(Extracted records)
* * *
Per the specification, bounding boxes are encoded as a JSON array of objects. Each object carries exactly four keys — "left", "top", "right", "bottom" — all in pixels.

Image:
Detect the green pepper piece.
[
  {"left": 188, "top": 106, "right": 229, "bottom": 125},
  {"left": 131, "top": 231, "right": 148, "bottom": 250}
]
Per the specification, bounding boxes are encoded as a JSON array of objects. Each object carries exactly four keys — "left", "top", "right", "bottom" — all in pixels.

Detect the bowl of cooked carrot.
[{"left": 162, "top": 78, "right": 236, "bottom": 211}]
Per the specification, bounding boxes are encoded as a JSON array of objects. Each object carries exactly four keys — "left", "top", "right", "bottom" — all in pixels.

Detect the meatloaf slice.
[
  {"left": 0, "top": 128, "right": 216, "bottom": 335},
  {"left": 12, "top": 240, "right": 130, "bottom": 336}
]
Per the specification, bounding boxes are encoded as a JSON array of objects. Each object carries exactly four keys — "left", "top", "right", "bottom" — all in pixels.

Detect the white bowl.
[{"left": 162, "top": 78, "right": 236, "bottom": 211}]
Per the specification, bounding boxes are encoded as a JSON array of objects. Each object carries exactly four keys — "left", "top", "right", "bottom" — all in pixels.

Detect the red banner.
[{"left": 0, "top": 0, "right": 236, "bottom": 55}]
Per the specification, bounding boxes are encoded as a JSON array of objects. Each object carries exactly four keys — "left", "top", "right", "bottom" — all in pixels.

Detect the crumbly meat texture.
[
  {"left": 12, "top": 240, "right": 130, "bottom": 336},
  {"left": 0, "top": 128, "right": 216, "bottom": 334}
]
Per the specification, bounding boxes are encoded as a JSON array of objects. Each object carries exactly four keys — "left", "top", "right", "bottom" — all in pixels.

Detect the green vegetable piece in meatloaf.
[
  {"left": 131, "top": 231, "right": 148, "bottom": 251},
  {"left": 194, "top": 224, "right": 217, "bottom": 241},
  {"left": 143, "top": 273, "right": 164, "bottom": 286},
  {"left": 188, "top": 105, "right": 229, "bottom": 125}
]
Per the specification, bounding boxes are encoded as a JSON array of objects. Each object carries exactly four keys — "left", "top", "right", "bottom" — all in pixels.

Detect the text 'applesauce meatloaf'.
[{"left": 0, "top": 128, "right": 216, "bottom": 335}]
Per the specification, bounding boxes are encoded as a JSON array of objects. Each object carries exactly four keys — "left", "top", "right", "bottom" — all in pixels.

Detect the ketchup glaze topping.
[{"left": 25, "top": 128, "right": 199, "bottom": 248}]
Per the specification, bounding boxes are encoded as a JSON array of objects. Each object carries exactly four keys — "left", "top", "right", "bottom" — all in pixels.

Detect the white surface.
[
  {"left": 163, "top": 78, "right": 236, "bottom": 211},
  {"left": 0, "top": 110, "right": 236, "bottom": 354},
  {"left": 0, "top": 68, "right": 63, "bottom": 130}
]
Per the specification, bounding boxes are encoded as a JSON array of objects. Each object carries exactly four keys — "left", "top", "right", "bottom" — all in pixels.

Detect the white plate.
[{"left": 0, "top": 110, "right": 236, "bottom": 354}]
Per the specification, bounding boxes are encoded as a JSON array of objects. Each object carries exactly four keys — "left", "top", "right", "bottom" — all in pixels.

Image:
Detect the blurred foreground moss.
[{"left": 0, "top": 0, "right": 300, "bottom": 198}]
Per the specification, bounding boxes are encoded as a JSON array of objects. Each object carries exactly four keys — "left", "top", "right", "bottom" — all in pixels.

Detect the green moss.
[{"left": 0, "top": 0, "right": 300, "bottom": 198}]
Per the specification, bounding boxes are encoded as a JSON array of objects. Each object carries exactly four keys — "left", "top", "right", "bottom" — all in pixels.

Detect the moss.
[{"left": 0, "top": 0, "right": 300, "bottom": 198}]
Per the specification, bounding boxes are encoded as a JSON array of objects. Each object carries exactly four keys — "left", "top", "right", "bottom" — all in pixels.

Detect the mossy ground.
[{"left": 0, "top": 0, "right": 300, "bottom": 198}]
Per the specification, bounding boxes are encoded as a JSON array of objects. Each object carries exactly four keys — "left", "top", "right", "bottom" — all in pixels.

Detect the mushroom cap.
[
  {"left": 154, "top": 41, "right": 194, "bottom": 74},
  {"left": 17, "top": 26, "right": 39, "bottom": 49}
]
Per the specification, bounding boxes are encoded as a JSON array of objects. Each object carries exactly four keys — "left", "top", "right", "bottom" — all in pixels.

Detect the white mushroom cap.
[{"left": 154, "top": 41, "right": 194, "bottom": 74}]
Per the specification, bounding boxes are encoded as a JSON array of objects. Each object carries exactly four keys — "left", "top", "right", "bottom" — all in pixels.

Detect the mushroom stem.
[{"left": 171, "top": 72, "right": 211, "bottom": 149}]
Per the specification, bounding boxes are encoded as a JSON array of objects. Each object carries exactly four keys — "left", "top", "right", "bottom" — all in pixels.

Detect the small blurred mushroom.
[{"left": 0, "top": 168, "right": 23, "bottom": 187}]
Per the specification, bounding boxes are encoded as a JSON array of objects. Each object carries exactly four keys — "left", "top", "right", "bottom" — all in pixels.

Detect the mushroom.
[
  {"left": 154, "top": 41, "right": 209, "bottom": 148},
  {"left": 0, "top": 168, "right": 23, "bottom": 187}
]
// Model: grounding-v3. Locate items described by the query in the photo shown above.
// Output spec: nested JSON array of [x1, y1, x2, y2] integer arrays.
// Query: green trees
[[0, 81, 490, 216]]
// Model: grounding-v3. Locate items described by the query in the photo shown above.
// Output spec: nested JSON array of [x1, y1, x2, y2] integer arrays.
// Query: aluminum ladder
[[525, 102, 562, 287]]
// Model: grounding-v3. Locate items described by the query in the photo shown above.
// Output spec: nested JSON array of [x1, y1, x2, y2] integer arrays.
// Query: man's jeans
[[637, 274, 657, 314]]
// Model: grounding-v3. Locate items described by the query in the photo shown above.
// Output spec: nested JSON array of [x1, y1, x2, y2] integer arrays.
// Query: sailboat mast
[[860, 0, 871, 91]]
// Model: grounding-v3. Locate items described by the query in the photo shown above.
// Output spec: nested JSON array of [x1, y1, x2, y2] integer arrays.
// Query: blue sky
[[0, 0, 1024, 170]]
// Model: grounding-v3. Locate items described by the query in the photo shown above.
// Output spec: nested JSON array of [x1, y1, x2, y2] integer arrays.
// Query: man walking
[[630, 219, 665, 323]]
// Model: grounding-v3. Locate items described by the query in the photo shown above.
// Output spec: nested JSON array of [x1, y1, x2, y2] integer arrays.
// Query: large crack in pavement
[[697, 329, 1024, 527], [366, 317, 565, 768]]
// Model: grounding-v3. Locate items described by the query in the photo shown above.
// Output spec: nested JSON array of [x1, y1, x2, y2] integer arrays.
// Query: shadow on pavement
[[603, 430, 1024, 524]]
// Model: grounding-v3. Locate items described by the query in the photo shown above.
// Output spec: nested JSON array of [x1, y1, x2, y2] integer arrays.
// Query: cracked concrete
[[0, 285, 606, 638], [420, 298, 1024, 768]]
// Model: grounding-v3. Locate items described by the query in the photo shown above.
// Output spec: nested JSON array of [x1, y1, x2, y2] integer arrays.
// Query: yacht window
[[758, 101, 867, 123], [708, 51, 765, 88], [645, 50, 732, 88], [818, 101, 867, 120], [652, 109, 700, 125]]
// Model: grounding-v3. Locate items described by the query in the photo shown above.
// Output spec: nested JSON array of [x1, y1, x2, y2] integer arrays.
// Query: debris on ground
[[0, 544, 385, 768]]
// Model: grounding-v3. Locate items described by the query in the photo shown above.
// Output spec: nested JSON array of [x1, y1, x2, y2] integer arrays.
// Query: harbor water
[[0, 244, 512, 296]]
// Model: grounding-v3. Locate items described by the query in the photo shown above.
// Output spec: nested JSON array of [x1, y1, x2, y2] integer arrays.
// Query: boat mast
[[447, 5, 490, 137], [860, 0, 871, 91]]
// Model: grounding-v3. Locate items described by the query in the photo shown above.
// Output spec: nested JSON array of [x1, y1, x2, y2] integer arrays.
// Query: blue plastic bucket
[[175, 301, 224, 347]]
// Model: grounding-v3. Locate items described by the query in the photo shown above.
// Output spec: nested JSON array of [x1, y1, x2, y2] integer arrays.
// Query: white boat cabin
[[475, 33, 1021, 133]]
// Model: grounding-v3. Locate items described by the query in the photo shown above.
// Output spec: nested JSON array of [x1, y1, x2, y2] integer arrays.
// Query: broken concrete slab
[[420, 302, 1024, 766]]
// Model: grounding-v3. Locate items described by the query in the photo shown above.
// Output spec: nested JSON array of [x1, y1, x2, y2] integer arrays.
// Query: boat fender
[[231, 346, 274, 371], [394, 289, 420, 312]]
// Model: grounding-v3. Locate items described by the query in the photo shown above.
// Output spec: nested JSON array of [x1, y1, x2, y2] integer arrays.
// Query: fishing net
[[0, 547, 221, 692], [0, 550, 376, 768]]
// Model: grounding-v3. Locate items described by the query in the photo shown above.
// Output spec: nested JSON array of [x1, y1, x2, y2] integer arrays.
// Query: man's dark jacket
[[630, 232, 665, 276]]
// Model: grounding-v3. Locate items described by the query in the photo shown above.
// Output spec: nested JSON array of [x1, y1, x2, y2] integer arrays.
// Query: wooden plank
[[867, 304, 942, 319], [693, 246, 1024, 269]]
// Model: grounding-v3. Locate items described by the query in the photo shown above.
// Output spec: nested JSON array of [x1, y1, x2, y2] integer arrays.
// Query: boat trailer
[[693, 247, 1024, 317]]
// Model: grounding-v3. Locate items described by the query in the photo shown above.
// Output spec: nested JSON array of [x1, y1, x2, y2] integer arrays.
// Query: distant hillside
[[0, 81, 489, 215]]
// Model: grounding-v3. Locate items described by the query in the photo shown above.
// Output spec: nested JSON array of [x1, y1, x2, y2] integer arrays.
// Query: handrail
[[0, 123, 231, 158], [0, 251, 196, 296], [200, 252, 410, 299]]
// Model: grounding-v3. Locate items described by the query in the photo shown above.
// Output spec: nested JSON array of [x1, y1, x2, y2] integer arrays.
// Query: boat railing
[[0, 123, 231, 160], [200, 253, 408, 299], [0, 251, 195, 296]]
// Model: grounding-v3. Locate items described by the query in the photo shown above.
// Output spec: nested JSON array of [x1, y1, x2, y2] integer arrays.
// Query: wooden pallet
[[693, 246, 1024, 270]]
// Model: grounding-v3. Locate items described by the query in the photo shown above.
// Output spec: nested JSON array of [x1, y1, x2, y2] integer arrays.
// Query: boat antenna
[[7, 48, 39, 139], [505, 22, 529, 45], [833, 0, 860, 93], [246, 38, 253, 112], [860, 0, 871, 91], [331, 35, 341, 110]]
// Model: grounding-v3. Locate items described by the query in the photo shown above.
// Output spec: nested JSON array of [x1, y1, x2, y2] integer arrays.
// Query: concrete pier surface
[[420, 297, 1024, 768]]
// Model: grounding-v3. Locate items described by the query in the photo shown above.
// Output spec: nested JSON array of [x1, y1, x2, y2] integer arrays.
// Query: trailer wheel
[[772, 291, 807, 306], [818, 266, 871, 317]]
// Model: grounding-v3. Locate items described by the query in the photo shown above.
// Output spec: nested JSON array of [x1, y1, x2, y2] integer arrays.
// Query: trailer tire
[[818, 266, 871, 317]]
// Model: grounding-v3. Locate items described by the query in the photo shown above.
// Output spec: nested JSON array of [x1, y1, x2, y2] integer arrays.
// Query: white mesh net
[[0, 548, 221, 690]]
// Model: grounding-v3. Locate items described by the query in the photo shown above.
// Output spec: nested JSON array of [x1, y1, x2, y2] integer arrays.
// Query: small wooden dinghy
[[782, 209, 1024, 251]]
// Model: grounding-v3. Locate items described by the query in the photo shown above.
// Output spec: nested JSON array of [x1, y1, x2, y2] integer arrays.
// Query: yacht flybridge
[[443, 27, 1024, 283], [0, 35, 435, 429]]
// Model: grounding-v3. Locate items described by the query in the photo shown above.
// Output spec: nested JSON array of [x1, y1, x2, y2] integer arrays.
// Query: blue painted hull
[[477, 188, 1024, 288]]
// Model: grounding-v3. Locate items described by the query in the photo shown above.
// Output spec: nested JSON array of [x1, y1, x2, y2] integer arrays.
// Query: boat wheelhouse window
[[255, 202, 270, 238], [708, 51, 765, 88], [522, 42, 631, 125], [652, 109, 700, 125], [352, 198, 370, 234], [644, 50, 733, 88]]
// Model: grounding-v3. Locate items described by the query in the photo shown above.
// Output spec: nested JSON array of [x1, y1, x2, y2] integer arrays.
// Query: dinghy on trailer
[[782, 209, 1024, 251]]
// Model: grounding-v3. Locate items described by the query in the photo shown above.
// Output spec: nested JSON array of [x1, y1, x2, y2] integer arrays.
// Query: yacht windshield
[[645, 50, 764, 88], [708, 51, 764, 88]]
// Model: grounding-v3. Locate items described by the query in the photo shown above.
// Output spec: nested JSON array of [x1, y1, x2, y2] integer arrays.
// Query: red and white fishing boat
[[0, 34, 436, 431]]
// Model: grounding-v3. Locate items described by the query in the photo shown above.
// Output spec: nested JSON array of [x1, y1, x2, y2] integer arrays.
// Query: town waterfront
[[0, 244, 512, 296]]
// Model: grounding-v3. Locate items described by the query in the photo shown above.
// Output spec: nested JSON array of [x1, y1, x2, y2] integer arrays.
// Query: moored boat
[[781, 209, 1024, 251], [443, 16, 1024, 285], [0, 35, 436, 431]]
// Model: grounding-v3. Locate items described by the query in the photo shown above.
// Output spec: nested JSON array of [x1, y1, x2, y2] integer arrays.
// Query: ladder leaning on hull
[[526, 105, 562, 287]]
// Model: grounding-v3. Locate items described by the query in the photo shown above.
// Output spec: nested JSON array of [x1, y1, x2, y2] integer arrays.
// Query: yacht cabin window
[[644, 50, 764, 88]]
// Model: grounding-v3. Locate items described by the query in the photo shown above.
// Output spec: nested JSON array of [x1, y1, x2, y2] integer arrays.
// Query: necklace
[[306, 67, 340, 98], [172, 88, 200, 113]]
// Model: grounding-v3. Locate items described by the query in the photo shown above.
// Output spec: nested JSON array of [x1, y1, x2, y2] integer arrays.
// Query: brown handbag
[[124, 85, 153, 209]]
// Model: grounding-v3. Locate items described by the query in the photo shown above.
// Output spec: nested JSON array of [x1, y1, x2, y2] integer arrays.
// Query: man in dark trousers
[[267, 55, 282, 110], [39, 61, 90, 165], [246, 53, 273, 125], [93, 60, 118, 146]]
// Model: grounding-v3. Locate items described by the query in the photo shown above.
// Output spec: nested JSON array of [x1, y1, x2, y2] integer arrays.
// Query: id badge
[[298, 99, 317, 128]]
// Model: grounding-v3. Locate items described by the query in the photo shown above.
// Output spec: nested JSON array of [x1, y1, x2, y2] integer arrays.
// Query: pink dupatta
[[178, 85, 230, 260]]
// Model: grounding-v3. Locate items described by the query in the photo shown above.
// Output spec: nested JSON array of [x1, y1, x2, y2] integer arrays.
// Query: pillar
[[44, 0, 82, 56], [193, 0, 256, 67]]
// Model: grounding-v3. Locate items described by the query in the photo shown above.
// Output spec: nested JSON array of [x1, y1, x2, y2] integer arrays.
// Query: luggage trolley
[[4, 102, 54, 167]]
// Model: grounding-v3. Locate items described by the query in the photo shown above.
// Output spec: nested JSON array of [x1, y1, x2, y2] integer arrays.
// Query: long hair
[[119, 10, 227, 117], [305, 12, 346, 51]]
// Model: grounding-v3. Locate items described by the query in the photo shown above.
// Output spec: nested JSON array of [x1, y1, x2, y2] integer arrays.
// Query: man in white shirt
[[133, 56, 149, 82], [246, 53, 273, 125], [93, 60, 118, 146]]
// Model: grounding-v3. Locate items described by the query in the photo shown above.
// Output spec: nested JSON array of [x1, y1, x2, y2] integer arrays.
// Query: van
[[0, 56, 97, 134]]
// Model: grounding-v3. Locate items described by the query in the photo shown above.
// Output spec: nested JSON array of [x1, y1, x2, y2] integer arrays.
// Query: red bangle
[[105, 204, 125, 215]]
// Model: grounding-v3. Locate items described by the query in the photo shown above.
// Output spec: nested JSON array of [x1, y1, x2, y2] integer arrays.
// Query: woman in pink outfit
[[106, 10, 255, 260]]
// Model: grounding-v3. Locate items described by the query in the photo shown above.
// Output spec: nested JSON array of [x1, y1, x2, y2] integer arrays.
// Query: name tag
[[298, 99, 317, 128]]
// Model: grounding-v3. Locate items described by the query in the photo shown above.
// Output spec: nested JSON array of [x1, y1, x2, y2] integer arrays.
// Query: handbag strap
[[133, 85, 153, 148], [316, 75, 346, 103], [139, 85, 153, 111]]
* * *
Work to do » Count the lines in the items above that contain the word "bowl", with case counting, and give only that number.

Response below » 2